### TRECHO APRESENTADO

Estou quase dizendo que esperem (risos). Meu editor, Carlos Andreazza, está fascinado com a violência dos sentimentos, com a violência das relações humanas no livro. E quem acabou de fazer uma apresentação pequena, mas brilhante, foi a Lya Luft. O livro seria maior, mas cortei alguns contos de propósito. Eu quis me fixar no núcleo familiar. A família, afinal, é a sociedade. Eu falo do fracasso e dos desacordos das relações, do depauperamento das realidades e, ao mesmo tempo, da coragem de revelar sentimentos árduos, duros, primitivos... Há uma tonalidade primitiva em muitos contos. Acho muito importante ser capaz de conjugar esse lado primitivo dos sentimentos, que, de verdade, pautam as sociedades cosmopolitas, que pensam que estão ausentes disto e não estão. Ninguém está protegido. Nenhum véu, nenhum enigma nos protege da nossa própria brutalidade afetiva.
Nélida, nos conhecemos há anos e sempre tive curiosidade em lhe fazer uma pergunta: em que momento exatamente surgiu o seu primeiro impulso de escrever?
Eu acho que surgiu quando comecei a ler. Porque o livro tem uma dinâmica tão extraordinária quando você, sobretudo, é pequena, que te alça a uma categoria de exceção. Então eu me sentia uma pequena heroína, alguém capaz de singrar os mares. Eu me imaginava o Sinbad, eu sempre me imaginei uma aventureira, porque eu queria desfrutar das sensações que os aventureiros narravam nos livros. Tendo em vista, então, essa situação de prazer que a leitura me propiciava e, sobretudo, me animando a ser uma outra pessoa, a aderir ao corpo do outro e ser uma aventureira, decidi que também deveria escrever para sentir as emoções do autor. Porque eu supunha que o autor tinha vivido tudo o que ele contava. Tudo começou aí: a minha ânsia em relação à literatura e o meu enamoramento pela narrativa.
Uma história muito interessante é a que cerca a publicação do seu primeiro livro, Guia Mapa de Gabriel Arcanjo. Conte um pouco a respeito.
Pela minha formação intelectual e familiar, eu oscilava muito entre leituras libertárias e até libertinas, por assim dizer, porque eu tinha acesso a qualquer tipo de literatura. E, ao mesmo tempo, tinha uma boa formação teológica para a minha idade, por ter estudado em colégio alemão de freiras beneditinas e também por vir de uma família de cunho religioso. Eu era muito atraída pelo pecado no que ele buscava tangenciar a realidade. Sentia que o pecado não era o pecado que merecesse a condenação. Era o pecado que você o praticando se transformava em uma via de liberdade. Então, eu criei uma personagem feminina atrevida — eu já era uma feminista sem saber —, a Mariela. Ela se dá conta de que o pecado é um transtorno para a liberdade do ser humano. Há um grande debate teológico e poético entre essa voz feminina e um anjo, que de certo modo, é engolfado pela voltagem poética e pelos debates teológicos da moça. Acho que nesse livro exercito uma liberdade poética sem limites, porque eu estava à margem de todo o sistema literário, não convivia com escritores. Então, fiz esse meu livro sem pensar nas consequências. A estética não pautava as minhas decisões estéticas. A estética estava onde devia estar no texto e na minha paixão de averiguar o que era compor uma história, o que era imprimir a essa linguagem uma suposta originalidade que o próprio texto exigia. A estética era uma exigência do texto e não uma exigência da escritora.

######

◆ OBJETIVO DA TAREFA:
Na entrevista, que adjetivos qualificam os sentimentos no trecho "da coragem de revelar sentimentos"?

### MATERIAL APRESENTADO

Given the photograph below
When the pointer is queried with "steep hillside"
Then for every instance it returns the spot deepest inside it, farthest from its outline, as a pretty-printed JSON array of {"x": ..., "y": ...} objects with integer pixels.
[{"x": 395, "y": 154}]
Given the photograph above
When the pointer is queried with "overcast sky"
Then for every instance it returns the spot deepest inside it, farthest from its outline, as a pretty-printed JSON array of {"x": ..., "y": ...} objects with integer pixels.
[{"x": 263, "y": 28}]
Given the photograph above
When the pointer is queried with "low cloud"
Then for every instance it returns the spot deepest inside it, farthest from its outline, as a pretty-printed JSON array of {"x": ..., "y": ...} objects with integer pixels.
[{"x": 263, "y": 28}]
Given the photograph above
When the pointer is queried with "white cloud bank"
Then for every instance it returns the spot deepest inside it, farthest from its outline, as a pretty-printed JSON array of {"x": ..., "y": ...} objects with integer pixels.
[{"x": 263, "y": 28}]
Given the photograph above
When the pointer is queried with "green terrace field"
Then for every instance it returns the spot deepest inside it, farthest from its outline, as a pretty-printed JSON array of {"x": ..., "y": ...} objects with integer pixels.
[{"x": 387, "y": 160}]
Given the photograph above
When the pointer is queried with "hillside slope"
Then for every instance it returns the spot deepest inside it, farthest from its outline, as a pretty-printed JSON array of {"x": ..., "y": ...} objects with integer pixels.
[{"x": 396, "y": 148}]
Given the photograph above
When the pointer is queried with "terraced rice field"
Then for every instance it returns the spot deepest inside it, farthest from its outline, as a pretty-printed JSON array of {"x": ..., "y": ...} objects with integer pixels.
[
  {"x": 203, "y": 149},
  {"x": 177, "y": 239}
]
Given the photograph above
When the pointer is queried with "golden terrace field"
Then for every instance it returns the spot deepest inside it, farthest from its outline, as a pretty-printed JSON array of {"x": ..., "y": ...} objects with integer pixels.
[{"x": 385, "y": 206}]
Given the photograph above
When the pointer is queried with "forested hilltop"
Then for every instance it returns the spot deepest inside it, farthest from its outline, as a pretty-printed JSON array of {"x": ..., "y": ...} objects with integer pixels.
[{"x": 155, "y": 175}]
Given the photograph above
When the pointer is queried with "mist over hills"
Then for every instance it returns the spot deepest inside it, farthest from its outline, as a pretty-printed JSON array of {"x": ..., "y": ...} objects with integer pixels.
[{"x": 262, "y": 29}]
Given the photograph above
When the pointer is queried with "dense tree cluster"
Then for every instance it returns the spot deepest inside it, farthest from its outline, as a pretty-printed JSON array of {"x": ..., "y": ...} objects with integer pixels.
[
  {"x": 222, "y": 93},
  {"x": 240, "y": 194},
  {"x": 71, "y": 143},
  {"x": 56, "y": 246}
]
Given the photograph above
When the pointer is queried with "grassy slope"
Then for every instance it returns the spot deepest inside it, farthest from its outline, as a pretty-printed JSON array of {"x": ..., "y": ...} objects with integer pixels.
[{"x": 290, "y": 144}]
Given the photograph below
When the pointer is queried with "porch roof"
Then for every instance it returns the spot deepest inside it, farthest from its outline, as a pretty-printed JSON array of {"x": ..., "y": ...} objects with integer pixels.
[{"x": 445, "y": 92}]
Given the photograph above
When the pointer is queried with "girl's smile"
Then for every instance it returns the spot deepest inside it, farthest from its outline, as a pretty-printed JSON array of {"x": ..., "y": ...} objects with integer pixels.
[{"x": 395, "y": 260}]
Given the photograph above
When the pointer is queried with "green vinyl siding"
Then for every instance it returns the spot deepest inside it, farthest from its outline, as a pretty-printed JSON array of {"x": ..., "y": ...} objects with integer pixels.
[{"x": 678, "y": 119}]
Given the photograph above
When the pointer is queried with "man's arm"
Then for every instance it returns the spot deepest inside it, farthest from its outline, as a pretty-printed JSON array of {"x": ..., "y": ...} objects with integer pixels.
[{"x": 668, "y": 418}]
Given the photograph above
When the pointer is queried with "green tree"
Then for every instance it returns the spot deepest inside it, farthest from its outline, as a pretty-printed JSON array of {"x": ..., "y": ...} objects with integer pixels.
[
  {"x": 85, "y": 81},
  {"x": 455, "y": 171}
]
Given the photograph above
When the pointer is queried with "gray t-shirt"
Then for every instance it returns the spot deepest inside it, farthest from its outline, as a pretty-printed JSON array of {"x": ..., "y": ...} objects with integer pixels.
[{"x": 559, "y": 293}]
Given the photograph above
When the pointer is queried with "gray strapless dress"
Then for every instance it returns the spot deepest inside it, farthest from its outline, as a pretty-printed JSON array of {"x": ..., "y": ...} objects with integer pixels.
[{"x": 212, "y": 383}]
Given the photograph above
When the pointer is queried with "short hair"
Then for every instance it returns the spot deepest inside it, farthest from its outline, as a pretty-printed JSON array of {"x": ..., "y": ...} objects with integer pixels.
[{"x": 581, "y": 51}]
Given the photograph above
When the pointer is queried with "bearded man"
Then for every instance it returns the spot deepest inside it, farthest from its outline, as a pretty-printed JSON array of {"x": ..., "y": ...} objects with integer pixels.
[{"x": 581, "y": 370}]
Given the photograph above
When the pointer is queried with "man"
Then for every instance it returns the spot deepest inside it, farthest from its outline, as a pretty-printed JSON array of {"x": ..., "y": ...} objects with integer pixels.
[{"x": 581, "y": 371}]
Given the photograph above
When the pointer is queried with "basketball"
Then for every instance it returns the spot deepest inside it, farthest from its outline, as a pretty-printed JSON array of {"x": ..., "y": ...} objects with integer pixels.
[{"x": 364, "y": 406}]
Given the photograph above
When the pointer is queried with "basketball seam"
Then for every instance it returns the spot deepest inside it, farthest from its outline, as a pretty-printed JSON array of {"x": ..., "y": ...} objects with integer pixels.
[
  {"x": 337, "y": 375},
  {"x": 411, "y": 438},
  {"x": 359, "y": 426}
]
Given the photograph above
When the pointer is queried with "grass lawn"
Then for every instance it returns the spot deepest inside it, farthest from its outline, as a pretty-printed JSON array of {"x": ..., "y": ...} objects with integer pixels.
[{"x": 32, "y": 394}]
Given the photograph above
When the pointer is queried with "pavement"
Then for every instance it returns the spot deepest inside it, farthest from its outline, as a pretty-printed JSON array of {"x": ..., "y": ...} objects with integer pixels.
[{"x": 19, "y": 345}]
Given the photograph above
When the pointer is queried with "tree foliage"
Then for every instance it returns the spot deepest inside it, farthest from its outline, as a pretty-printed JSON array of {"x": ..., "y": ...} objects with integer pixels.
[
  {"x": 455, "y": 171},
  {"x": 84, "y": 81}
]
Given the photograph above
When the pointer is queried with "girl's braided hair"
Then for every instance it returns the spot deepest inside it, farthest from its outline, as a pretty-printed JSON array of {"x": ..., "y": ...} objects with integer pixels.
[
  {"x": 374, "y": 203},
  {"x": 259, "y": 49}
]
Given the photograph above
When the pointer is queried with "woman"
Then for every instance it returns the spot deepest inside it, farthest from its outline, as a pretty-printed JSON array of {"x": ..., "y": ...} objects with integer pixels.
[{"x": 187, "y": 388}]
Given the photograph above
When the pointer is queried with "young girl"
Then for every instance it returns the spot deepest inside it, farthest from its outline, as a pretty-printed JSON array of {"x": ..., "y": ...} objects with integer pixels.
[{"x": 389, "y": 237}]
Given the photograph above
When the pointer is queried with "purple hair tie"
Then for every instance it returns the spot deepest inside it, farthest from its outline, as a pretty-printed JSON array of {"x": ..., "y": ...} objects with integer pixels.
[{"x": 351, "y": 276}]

######

◆ RESPOSTA REDIGIDA:
Árduos, duros e primitivos.